> **Problem requirements**: Continue the article on sexually transmitted diseases among teens, starting right after its final paragraph about barriers to prevention services.

> **Document extract**:
★ ★ ★ ★ ★ ★ ★

Sexually transmitted diseases among teens indicate educational failures

It is estimated that young people ages 15 to 24 contract nearly 50 percent of the 20 million new sexually transmitted diseases each year. Additionally, 25 percent of sexually active adolescent females have a sexually transmitted infection, according to the Center for Disease Control. 

A common STI found among adolescents, chlamydia, when untreated can cause pelvic inflammatory disease—a major cause of infertility—ectopic pregnancy and chronic pain. Cases of chlamydia increased 4.7 percent during 2015-2016, according to the CDC. This is especially relevant in the southern United States, which reported the highest rate of chlamydia infections in 2016––a statistic which may very well be connected to the prevalence of abstinence-only sex education in the south.

Young adults ages 15 to 24 make up the largest percentage of HIV infections in the U.S., as well as 70 percent of gonorrhea infections and 66 percent of chlamydia cases, according to Planned Parenthood studies. 

Gay and bisexual men are especially at-risk for HIV infections, as are men who are of racial or ethnic minorities, according to the Huffington Post.  

The increase in STIs and STDs has had an incredibly negative impact on the public health of college students in the U.S. There are multiple cultural, behavioral and biological influences that contribute to the rise of STDs and STIs in American youth—especially on college campuses today. These forces range from structural barriers—like insufficient education or inadequate resources—to stigmas, social discomfort and shame. 

The increased prevalence of STDs and STIs among adolescents may reflect multiple barriers to accessing quality prevention and management services. Such obstacles include: the lack of available funds, the lack of transportation and long wait times. Additionally, further obstacles may be a result of conflicts between clinic hours, work and school schedules, embarrassment attached to seeking STD services, methods of testing and concerns about confidentiality.

★ ★ ★ ★ ★ ★ ★

> **Record set**:

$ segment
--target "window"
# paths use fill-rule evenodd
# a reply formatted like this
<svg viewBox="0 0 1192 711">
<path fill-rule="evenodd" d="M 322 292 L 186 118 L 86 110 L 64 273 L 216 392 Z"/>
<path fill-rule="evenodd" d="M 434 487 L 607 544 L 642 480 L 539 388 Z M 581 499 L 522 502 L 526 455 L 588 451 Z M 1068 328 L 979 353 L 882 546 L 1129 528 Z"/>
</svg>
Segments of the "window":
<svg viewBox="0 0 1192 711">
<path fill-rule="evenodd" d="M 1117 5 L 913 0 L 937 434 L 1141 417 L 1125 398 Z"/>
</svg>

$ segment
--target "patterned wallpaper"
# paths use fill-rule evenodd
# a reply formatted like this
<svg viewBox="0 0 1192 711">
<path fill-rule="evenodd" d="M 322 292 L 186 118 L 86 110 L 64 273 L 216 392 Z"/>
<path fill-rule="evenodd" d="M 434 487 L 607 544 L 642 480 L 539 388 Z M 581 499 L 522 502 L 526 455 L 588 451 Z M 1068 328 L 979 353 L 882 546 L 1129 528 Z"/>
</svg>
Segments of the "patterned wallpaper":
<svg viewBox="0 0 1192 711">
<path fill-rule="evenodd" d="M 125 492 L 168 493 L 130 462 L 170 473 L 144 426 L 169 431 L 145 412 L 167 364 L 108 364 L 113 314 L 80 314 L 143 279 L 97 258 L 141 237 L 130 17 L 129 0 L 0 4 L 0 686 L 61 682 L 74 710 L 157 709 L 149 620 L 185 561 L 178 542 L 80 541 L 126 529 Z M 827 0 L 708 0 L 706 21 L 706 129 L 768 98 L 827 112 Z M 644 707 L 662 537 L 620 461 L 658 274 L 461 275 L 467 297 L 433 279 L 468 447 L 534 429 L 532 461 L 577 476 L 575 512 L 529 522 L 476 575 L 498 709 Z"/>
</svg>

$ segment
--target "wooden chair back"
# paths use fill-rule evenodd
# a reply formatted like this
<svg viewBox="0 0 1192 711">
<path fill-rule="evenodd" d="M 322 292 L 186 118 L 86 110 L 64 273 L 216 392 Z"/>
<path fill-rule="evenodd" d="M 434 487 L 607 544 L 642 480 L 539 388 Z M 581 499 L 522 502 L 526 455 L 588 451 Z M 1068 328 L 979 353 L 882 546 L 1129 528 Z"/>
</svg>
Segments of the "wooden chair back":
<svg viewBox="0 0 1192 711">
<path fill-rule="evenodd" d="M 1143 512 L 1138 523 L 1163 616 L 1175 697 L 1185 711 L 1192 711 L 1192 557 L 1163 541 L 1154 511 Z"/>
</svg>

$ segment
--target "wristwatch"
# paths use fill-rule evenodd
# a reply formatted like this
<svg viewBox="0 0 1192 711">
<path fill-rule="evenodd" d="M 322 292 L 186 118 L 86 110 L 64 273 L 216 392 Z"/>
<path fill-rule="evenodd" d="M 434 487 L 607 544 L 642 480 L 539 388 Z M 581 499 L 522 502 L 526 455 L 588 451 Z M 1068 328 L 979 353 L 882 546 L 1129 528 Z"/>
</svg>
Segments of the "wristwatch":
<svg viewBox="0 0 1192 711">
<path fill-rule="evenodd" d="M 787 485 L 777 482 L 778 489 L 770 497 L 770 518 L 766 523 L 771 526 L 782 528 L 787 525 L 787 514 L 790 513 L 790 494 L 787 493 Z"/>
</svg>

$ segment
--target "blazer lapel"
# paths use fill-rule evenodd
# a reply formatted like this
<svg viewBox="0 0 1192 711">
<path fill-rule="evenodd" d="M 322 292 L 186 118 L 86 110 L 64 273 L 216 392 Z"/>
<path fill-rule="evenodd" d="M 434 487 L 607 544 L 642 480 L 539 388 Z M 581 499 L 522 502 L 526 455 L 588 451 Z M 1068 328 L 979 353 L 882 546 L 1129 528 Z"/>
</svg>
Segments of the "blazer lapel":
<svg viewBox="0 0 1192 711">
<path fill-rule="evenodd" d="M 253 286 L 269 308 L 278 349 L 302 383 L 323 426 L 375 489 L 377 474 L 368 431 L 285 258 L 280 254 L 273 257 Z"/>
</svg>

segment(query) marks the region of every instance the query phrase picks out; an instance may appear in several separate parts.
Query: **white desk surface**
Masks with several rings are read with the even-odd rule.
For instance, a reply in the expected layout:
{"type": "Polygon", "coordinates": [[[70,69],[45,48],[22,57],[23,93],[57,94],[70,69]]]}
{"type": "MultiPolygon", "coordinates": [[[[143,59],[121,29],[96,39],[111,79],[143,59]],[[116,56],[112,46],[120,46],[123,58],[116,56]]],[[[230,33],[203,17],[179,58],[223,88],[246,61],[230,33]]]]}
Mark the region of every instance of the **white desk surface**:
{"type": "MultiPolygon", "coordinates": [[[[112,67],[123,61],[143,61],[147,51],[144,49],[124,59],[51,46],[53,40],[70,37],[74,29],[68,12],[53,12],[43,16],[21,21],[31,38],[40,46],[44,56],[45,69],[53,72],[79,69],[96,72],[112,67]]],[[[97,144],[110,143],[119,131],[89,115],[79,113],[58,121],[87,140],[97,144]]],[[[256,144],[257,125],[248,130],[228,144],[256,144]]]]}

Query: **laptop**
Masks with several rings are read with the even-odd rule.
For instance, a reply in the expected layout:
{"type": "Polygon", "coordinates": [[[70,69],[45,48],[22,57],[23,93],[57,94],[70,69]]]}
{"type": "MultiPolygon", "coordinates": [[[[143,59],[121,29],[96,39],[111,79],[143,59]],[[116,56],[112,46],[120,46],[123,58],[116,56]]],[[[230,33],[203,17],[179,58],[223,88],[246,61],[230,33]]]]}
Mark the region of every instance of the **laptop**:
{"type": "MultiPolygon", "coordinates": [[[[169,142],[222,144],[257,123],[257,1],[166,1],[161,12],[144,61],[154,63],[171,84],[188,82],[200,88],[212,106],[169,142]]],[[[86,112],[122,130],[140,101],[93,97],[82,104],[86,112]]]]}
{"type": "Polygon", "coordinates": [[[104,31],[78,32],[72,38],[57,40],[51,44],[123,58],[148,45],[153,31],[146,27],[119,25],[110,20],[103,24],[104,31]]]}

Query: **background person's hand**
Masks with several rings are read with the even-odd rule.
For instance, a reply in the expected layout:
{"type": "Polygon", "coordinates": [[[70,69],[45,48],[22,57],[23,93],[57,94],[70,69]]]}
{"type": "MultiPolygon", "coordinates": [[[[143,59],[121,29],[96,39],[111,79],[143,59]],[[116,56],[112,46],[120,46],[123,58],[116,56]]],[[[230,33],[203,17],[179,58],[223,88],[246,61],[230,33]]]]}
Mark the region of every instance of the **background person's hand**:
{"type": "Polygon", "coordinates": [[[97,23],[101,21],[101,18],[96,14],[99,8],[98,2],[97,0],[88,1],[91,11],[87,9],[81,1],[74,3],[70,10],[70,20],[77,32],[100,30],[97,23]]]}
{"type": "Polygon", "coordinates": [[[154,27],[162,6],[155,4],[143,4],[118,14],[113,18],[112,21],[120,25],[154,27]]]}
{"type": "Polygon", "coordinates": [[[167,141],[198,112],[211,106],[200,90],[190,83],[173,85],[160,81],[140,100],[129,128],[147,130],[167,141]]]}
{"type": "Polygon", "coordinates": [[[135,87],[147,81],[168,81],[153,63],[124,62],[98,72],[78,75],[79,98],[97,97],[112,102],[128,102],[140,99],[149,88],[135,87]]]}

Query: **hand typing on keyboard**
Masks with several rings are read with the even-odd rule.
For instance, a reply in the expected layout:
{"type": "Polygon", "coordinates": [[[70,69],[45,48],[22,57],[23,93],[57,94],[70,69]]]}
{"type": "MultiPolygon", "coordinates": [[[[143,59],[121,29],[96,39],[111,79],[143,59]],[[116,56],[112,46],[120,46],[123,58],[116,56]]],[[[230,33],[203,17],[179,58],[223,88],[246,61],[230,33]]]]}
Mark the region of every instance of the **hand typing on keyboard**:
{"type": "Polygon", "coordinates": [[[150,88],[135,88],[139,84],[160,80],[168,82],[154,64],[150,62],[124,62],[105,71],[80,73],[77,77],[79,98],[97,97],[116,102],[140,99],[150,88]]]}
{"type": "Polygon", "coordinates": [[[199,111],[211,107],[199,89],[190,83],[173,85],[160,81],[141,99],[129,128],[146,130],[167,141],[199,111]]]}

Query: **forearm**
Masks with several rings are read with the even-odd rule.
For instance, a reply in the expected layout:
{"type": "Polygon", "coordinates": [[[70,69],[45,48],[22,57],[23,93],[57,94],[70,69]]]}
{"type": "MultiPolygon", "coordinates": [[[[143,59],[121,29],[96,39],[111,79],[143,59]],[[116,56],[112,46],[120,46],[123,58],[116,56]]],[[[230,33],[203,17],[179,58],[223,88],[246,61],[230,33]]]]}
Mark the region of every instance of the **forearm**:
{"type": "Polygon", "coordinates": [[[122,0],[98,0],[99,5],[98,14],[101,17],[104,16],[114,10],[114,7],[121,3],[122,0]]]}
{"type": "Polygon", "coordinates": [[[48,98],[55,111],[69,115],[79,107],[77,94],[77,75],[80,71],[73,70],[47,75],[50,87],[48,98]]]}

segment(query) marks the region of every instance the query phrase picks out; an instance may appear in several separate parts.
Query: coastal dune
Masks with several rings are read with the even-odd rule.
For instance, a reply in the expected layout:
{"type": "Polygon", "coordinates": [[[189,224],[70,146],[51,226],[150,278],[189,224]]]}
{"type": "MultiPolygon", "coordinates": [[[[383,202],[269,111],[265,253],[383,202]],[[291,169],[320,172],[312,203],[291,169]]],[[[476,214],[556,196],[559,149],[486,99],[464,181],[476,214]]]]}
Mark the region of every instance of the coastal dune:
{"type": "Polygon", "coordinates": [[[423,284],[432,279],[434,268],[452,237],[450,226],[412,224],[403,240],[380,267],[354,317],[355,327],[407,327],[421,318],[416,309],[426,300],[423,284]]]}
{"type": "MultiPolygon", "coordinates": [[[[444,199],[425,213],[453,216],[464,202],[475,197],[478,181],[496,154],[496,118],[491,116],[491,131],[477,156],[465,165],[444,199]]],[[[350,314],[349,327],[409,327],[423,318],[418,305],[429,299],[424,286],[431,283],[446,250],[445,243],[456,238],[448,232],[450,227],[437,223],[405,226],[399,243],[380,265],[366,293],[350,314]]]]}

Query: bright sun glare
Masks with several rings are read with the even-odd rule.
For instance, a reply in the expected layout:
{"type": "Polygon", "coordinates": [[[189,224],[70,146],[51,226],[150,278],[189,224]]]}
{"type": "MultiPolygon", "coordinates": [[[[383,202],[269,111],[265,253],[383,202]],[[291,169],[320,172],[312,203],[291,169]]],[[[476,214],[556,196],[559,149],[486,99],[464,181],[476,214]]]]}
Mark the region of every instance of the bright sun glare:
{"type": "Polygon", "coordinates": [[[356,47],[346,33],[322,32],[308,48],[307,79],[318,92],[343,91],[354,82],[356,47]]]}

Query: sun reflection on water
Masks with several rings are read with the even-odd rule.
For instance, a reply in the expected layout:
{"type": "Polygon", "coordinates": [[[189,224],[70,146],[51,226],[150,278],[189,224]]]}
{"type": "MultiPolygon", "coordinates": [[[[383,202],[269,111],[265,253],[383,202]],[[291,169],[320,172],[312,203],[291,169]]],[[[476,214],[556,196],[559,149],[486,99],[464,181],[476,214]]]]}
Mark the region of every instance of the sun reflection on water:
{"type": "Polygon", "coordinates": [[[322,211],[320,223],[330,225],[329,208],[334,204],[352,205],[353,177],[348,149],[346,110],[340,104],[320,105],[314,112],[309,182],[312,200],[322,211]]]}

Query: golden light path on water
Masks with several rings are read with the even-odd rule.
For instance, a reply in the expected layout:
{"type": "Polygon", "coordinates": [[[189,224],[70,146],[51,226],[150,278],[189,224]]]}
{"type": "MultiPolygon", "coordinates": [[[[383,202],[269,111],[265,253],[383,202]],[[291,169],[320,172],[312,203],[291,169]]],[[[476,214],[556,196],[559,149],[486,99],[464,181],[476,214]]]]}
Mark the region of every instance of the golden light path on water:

★ ★ ★ ★ ★ ★ ★

> **Answer to this problem**:
Despite any sense of awkwardness, getting tested and committing to safe sexual practices is the smartest decision one can make to protect their sexual and physical health. Confidential appointments are available on the Geneseo campus at the Lauderdale Health Center for anyone who is interested in any of the following services: gynecological exams, pap smears, birth control, emergency contraception, breast exams, complete referral service and STD/STI testing.

“Everyone deserves a sex life that is safe and healthy as well as pleasurable. Getting comfortable talking about STD testing and using protection is a good way to take care of your health and your partner’s,” Vice President of Education at Planned Parenthood Federation of America Leslie Kantor said in a Planned Parenthood press release on April 12, 2016. “Knowing your status is one of the most important things you can do to protect your health and take control of your sex life—and it’s easier than ever before.”

The sooner you know your status, the better you can care for your own health as well as the health of possible partners. Early identification and treatment can help to prevent the serious, lifelong health issues that could result from untreated STIs or STDs.